» **Document section**

— Start —

United States District Court, M.D. Florida, Fort Myers Division
Jul 6, 2007
Case No. 2:04-cv-485-FtM-29DNF (M.D. Fla. Jul. 6, 2007)

Opinion

Case No. 2:04-cv-485-FtM-29DNF.

July 6, 2007


OPINION AND ORDER


This matter comes before the Court on consideration of Motions to Dismiss by defendants Indian Jewelers Supply Co. (Doc. #216), The Sattex Corp. (Doc. #217), Grobet USA (Doc. #219), Rio Grande Jewelry Supply (Doc. #223), American Tripoli, Inc. (Doc. #225), and Matchless Metal Polish Co.'s (Doc. #227). Also before the Court is defendant Ransom Randolph Co.'s (Doc. #237) motion to dismiss or to quash service of process and defendant Thunderbird Supply Co.'s (Doc. #247) motion to dismiss for lack of personal jurisdiction. Plaintiffs filed Responses (Doc. #232, 240, 263) and defendant was granted permission to file Replies (Doc. #245, 269).

A Mediators Report (Doc. #283) reports that the case has been settled as to defendants Indian Jewelers Supply Company, Rio Grand Jewelry Supply, Thunderbird Supply Company, Matchless Metal Polish Company, and The Sattex Corp. Therefore, the motions by these defendants will be denied as moot. Plaintiffs have filed Notice of Settlement (Doc. #284) indicating that all parties have settled and that a motion to dismiss with prejudice will be filed shortly. Defendant American Tripoli, Inc. filed an Objection to Notice of Settlement (Doc. #285). Based upon the settlement or the anticipated dismissal with prejudice, all motions except American Tripoli, Inc. Motion to Dismiss will be denied as moot.

— End —

» **What is asked**
1. In the court order, could you update the part that opens with the words "Case No. 2:04-cv-485-FtM-29DNF." and closes with "(Doc. #245, 269).", putting "reply briefs" in place of "Replies"?
2. How would you summarize the court order in two sentences?

» **Given data**
— Start —

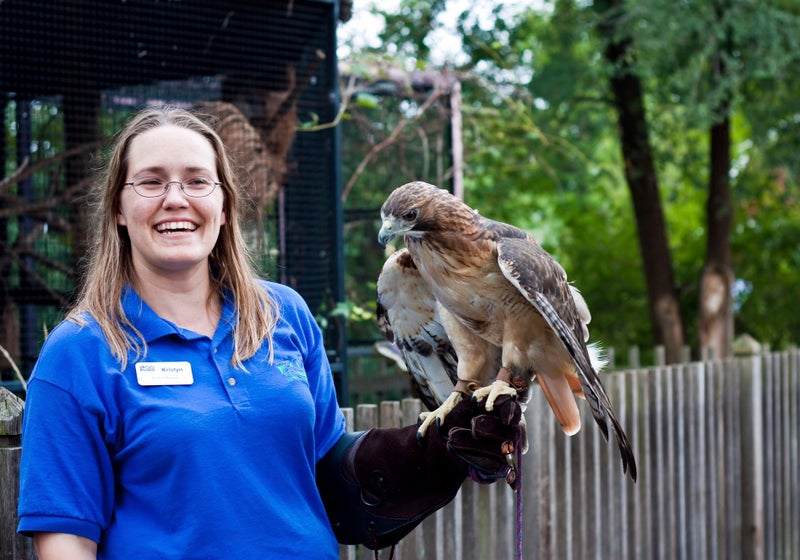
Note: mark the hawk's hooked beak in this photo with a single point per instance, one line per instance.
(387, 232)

— End —
— Start —

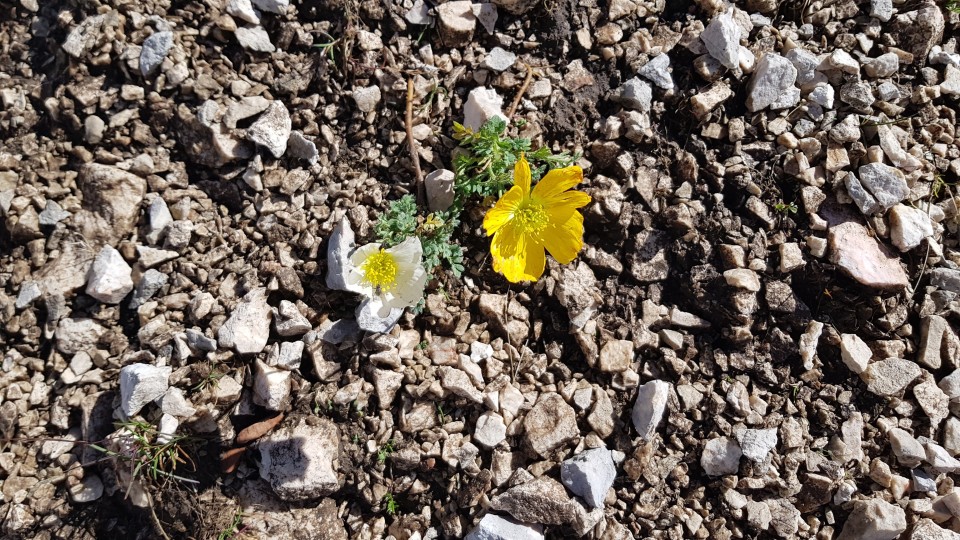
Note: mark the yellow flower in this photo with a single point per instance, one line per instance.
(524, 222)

— End —

» **Written answers**
1.
Case No. 2:04-cv-485-FtM-29DNF.

July 6, 2007


OPINION AND ORDER


This matter comes before the Court on consideration of Motions to Dismiss by defendants Indian Jewelers Supply Co. (Doc. #216), The Sattex Corp. (Doc. #217), Grobet USA (Doc. #219), Rio Grande Jewelry Supply (Doc. #223), American Tripoli, Inc. (Doc. #225), and Matchless Metal Polish Co.'s (Doc. #227). Also before the Court is defendant Ransom Randolph Co.'s (Doc. #237) motion to dismiss or to quash service of process and defendant Thunderbird Supply Co.'s (Doc. #247) motion to dismiss for lack of personal jurisdiction. Plaintiffs filed Responses (Doc. #232, 240, 263) and defendant was granted permission to file reply briefs (Doc. #245, 269).

2. The court considered motions to dismiss from several defendants, including Ransom Randolph Co.'s motion to dismiss or quash service of process and Thunderbird Supply Co.'s motion to dismiss for lack of personal jurisdiction. Because a mediator's report and the plaintiffs' notice of settlement indicated the case had settled, all motions except American Tripoli, Inc.'s motion to dismiss will be denied as moot, though American Tripoli filed an objection to the notice of settlement.